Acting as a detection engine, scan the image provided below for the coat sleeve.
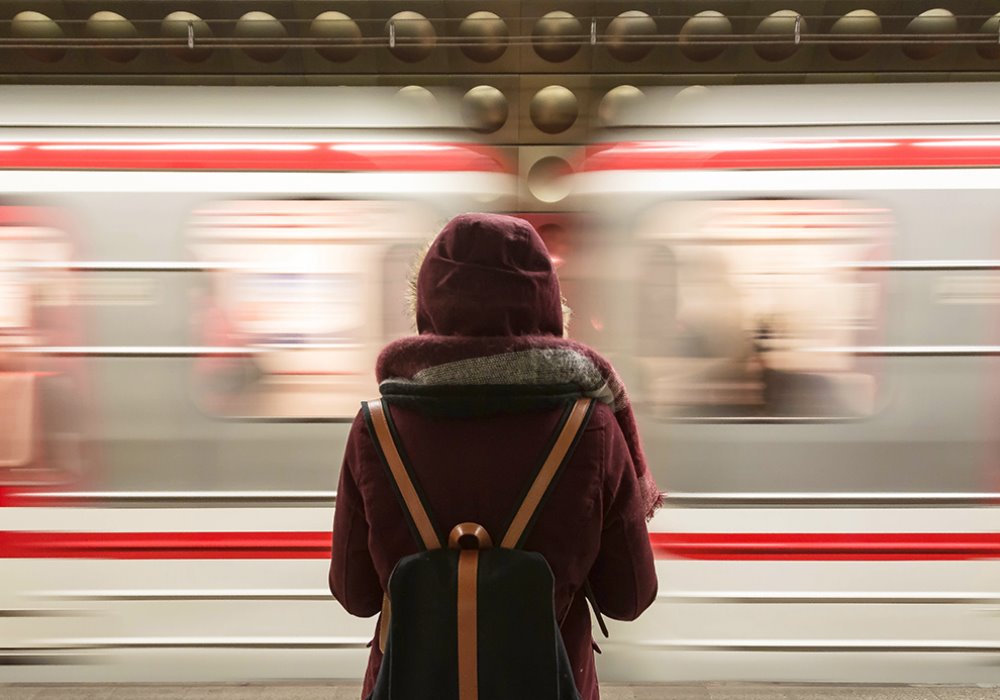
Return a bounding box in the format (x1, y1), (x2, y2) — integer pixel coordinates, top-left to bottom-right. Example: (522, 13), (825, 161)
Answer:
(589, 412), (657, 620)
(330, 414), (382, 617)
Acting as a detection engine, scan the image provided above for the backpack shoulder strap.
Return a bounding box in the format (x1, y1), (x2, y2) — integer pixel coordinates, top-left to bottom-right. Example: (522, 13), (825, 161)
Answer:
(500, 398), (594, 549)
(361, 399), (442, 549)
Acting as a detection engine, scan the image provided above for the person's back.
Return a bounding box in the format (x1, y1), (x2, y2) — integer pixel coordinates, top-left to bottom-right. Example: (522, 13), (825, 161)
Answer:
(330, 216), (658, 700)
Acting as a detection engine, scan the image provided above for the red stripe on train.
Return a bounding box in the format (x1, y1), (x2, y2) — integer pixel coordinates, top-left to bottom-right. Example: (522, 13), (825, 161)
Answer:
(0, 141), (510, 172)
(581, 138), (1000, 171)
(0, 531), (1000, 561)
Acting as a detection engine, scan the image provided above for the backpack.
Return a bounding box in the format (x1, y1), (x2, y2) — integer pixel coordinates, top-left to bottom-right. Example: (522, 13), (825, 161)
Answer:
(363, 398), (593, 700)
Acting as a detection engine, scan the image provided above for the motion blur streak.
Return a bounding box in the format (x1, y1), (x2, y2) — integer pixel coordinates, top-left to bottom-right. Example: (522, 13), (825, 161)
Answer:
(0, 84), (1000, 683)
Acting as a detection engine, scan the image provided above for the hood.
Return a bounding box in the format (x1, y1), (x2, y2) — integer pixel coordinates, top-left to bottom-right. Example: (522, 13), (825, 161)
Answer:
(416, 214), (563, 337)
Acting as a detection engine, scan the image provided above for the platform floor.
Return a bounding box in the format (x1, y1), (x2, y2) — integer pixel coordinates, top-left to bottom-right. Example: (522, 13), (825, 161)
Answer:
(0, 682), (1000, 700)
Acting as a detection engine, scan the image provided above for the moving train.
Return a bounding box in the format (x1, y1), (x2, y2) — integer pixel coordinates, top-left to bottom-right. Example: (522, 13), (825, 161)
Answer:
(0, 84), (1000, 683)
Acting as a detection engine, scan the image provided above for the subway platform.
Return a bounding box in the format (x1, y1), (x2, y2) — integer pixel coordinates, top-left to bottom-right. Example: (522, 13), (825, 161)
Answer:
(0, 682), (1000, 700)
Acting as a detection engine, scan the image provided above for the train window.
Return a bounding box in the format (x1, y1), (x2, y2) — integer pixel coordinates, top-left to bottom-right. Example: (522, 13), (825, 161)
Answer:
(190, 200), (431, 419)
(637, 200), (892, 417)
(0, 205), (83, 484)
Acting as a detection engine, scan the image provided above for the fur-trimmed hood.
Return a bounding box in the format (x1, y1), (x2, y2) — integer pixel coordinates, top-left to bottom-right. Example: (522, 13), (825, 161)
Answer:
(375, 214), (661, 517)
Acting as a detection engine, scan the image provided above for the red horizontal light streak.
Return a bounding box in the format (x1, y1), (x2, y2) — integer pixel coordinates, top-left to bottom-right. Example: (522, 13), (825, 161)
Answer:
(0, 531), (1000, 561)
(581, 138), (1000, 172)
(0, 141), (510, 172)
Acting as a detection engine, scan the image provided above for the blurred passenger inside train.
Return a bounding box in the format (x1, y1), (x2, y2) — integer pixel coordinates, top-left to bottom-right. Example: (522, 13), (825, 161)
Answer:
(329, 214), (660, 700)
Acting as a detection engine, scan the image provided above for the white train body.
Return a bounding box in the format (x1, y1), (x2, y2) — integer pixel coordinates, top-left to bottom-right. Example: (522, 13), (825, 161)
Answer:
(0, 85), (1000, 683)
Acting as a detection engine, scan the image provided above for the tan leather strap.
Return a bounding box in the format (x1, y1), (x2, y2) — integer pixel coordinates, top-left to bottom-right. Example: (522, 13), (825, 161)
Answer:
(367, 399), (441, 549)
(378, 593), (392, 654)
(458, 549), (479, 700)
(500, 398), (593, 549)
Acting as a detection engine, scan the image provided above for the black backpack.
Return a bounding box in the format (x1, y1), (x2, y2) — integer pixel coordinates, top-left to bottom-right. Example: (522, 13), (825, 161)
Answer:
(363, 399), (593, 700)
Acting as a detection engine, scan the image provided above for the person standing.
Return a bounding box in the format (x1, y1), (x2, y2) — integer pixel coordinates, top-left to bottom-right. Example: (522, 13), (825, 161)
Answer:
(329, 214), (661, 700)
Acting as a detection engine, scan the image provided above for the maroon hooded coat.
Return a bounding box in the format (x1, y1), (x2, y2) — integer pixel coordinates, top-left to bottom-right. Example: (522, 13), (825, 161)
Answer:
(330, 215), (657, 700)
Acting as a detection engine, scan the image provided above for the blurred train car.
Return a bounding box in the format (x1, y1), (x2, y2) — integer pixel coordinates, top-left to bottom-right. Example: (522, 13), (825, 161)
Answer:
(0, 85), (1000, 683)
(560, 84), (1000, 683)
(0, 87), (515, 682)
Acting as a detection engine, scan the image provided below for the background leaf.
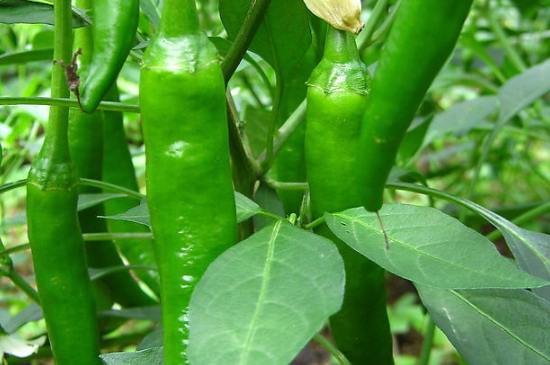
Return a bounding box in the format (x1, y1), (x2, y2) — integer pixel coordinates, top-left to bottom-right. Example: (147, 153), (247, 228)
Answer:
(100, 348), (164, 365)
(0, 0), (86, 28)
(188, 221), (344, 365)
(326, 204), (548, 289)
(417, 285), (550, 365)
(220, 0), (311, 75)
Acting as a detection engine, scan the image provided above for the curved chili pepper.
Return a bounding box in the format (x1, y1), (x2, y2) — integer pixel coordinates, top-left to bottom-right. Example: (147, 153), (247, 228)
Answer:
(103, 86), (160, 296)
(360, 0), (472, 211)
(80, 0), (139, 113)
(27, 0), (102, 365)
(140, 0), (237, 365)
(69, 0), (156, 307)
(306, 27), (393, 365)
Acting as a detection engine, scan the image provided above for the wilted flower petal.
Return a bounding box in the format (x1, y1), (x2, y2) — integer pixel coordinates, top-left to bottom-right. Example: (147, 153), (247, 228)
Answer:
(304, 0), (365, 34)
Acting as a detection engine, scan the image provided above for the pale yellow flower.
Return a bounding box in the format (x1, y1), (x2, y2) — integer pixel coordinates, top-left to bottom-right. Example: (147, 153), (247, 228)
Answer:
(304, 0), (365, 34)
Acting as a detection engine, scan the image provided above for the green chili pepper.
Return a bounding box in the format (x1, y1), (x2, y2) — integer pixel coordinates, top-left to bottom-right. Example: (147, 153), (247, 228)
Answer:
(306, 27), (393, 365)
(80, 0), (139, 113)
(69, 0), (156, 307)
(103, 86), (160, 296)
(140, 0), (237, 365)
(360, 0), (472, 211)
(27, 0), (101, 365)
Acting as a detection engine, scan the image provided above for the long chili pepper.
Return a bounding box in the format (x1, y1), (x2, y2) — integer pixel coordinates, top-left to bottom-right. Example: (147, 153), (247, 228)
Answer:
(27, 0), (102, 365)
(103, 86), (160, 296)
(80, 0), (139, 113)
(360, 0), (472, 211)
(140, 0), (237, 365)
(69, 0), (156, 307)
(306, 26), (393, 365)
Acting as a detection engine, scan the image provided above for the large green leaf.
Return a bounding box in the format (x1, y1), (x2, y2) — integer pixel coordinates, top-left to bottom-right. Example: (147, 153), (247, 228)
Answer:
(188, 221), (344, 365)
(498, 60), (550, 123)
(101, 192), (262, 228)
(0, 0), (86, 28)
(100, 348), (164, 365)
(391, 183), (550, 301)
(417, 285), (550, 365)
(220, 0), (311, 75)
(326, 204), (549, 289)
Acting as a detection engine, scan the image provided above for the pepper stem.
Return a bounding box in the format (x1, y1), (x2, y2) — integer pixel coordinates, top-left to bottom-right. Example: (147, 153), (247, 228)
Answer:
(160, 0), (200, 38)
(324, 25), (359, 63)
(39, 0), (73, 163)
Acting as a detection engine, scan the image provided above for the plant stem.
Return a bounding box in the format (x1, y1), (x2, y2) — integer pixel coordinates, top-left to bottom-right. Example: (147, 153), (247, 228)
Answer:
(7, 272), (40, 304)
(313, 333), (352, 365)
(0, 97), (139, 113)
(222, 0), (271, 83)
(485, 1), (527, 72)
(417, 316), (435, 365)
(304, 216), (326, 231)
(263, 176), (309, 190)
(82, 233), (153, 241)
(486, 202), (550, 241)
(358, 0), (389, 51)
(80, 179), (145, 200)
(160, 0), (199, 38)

### What is asked
Output, as a numbered list with blank lines omitted, the lines of the records from the one containing "pale yellow flower." through the one containing "(27, 0), (101, 365)", including both.

### The solution
1. Acting as a detection engine, scan the image provided above for the pale yellow flower.
2. Return a bounding box in the format (x1, y1), (x2, y2) — integer pixel coordinates, top-left to bottom-right. Example: (147, 153), (247, 228)
3. Answer:
4. (304, 0), (365, 34)
5. Acting as a detection engine, scan the image provided above for the green chili pepper.
6. Return a bounding box in the format (x1, y1), (x2, y2) — integer pixel coordinates, top-left to bottom-right. Example: (147, 153), (247, 228)
7. Answer:
8. (306, 27), (393, 365)
9. (80, 0), (139, 113)
10. (69, 0), (156, 307)
11. (103, 86), (160, 296)
12. (140, 0), (237, 365)
13. (360, 0), (472, 211)
14. (27, 0), (101, 365)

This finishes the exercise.